Exercise description.
Print the full passage below on New York employment law changes, reproducing it word for word.
== Text for analysis ==
Employers with exempt employees under the administrative or professional exemption, whose salaries will not satisfy these minimum salary thresholds after December 30th are reminded that, to preserve the overtime exemption for these employees, they will need to increase the salary as of December 31, 2023.

If you have any questions about these changes, please do not hesitate to reach out.

New Legislation Protecting Employee Absences is Passed into Law

Several days ago, Governor Hochul signed into law Bill A8092B (the “lawful absence law”), which amends Section 215 of the New York Labor Law (NYLL), to prohibit employers from disciplining employees who take legally protected time off from work.  Thus, employers cannot threaten, penalize, discipline, fire, or otherwise discriminate or retaliate against employees for their use of lawful absences. Additionally, employers cannot maintain “no fault” attendance policies and absence control procedures, which may penalize workers for their use of legally protected absences.

The definition of a “lawful” absence to the layperson, such as a department manager or even a human resources officer, will not always be clear. The law does not define what constitutes a “legally protected absence pursuant to federal, local, or state law.”  At the very least, the language should be interpreted to include all New York State, New York City, and federal statutory leave laws, such as the New York Paid Family Leave, New York Paid Sick Leave, New York Vaccine Leave, New York Paid COVID-19 Leave, New York City Safe and Sick Leave, the Family and Medical Leave Act, the Americans with Disabilities Act, Worker’s Compensation, and other various leaves, such as jury duty leave, voting leave, domestic violence leave, and military leave. However, the application of these leave laws is not always clear.  For instance, an employee calling off from work due to a suspected case of the flu, or long COVID complications, could argue that their leave was protected under the New York Human Rights Law, which defines disability and impairment extremely broadly, but the unsuspecting manager would not realize that such an absence was potentially “lawful” and could impose discipline.  Thus, in application, these amendments to Section 215 could prove difficult to administer for employers.
===
== Data under study ==
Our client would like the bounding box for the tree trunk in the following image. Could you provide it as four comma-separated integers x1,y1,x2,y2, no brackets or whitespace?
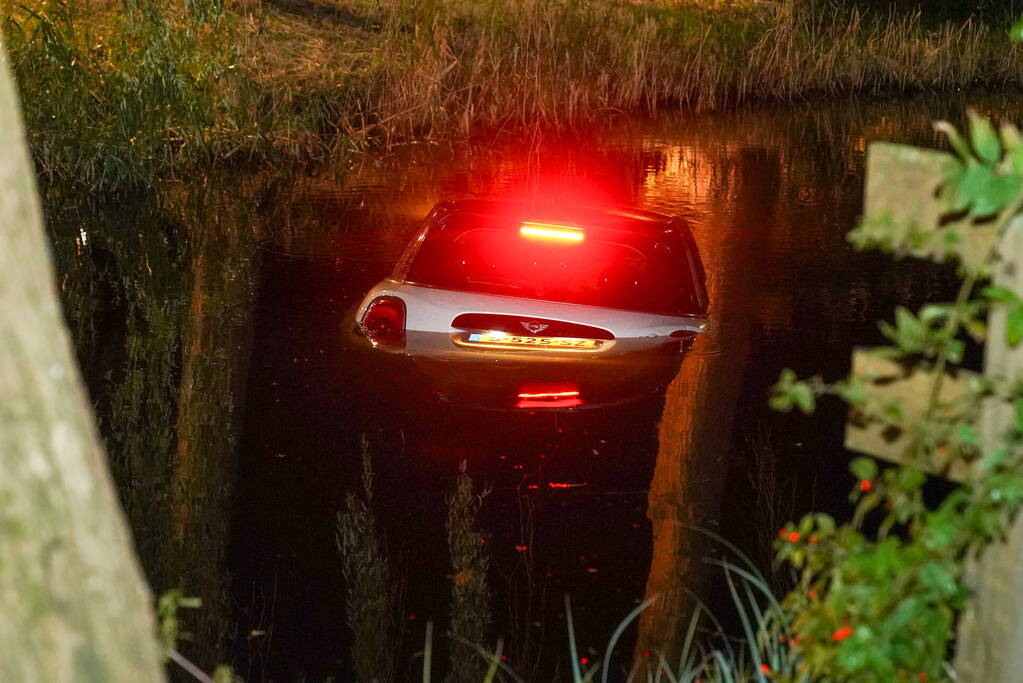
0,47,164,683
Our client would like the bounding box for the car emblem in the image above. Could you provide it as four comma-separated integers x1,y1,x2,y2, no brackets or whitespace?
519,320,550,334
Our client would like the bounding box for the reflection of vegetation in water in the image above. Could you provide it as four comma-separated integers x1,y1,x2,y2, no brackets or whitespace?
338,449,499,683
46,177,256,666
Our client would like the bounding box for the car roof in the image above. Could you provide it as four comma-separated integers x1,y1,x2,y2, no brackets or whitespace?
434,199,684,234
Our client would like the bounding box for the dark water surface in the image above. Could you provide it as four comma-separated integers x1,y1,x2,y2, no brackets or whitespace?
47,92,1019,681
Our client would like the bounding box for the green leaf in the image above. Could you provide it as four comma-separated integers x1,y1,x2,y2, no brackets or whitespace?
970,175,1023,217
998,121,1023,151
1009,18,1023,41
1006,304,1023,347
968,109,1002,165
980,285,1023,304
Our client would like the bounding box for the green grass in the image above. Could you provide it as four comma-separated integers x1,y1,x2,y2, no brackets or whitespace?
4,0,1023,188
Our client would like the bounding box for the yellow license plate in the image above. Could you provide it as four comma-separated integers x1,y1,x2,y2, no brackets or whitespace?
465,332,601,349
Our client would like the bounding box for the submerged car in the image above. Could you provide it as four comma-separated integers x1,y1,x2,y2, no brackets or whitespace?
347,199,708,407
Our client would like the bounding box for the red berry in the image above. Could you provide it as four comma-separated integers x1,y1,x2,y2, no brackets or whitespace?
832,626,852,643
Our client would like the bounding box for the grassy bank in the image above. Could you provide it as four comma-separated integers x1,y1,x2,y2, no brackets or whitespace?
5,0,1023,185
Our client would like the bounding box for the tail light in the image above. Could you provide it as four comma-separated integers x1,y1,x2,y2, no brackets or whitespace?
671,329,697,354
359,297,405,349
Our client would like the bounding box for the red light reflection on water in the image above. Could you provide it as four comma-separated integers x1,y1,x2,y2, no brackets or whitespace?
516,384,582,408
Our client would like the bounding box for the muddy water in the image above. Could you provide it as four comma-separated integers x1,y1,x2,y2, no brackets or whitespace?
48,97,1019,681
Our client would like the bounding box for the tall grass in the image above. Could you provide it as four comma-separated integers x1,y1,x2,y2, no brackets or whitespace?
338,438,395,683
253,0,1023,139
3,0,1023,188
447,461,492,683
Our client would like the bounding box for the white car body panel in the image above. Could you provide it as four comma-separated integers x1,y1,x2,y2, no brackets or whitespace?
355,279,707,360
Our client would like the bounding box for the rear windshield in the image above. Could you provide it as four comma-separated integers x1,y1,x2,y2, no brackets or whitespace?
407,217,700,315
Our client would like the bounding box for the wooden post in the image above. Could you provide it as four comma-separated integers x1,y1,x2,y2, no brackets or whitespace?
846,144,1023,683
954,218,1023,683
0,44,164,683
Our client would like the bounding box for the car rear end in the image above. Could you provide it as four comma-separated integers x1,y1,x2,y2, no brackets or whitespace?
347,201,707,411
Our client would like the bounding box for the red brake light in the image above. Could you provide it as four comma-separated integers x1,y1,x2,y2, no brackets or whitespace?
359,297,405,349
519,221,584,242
===
Response to the task.
Employers with exempt employees under the administrative or professional exemption, whose salaries will not satisfy these minimum salary thresholds after December 30th are reminded that, to preserve the overtime exemption for these employees, they will need to increase the salary as of December 31, 2023.

If you have any questions about these changes, please do not hesitate to reach out.

New Legislation Protecting Employee Absences is Passed into Law

Several days ago, Governor Hochul signed into law Bill A8092B (the “lawful absence law”), which amends Section 215 of the New York Labor Law (NYLL), to prohibit employers from disciplining employees who take legally protected time off from work.  Thus, employers cannot threaten, penalize, discipline, fire, or otherwise discriminate or retaliate against employees for their use of lawful absences. Additionally, employers cannot maintain “no fault” attendance policies and absence control procedures, which may penalize workers for their use of legally protected absences.

The definition of a “lawful” absence to the layperson, such as a department manager or even a human resources officer, will not always be clear. The law does not define what constitutes a “legally protected absence pursuant to federal, local, or state law.”  At the very least, the language should be interpreted to include all New York State, New York City, and federal statutory leave laws, such as the New York Paid Family Leave, New York Paid Sick Leave, New York Vaccine Leave, New York Paid COVID-19 Leave, New York City Safe and Sick Leave, the Family and Medical Leave Act, the Americans with Disabilities Act, Worker’s Compensation, and other various leaves, such as jury duty leave, voting leave, domestic violence leave, and military leave. However, the application of these leave laws is not always clear.  For instance, an employee calling off from work due to a suspected case of the flu, or long COVID complications, could argue that their leave was protected under the New York Human Rights Law, which defines disability and impairment extremely broadly, but the unsuspecting manager would not realize that such an absence was potentially “lawful” and could impose discipline.  Thus, in application, these amendments to Section 215 could prove difficult to administer for employers.